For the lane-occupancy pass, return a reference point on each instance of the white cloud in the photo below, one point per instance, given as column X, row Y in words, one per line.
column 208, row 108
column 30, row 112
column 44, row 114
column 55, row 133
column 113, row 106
──────────
» **Exercício curto**
Imprima todas as linhas do material acima, sem alterar uma única palavra ou sinal.

» **Resolução do exercício**
For the lane-occupancy pass, return a reference point on each instance of the white cloud in the photo below, one point per instance, given as column X, row Y in words, one per line.
column 208, row 108
column 30, row 112
column 44, row 114
column 55, row 133
column 113, row 106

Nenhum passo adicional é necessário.